#### YOUR GOAL
Please count the lines in the records below that contain the string "photo" (case counts) and reply with only that number.

#### RECORD EXTRACTS
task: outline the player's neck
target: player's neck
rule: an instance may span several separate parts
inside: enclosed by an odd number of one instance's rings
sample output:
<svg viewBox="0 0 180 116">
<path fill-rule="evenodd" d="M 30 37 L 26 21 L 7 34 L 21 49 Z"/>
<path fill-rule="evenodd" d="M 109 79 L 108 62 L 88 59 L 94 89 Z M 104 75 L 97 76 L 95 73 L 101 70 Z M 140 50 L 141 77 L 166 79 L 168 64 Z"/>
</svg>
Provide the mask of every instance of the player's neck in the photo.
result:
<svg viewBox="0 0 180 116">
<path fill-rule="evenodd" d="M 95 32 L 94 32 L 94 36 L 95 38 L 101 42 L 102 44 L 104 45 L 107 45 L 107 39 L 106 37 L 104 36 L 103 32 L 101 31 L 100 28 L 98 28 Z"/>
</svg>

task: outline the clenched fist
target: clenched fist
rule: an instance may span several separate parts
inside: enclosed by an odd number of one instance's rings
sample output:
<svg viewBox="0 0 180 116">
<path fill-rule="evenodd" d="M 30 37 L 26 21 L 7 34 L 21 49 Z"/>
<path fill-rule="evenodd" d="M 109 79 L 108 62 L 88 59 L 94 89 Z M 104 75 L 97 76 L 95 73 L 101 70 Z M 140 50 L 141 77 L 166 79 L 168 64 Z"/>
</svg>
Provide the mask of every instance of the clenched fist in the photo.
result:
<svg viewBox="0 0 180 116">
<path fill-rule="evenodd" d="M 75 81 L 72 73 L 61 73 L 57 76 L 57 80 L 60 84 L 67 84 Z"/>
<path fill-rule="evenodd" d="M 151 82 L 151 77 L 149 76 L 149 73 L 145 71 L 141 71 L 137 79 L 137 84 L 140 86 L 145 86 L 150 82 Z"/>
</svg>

#### SOLUTION TO THE PROBLEM
2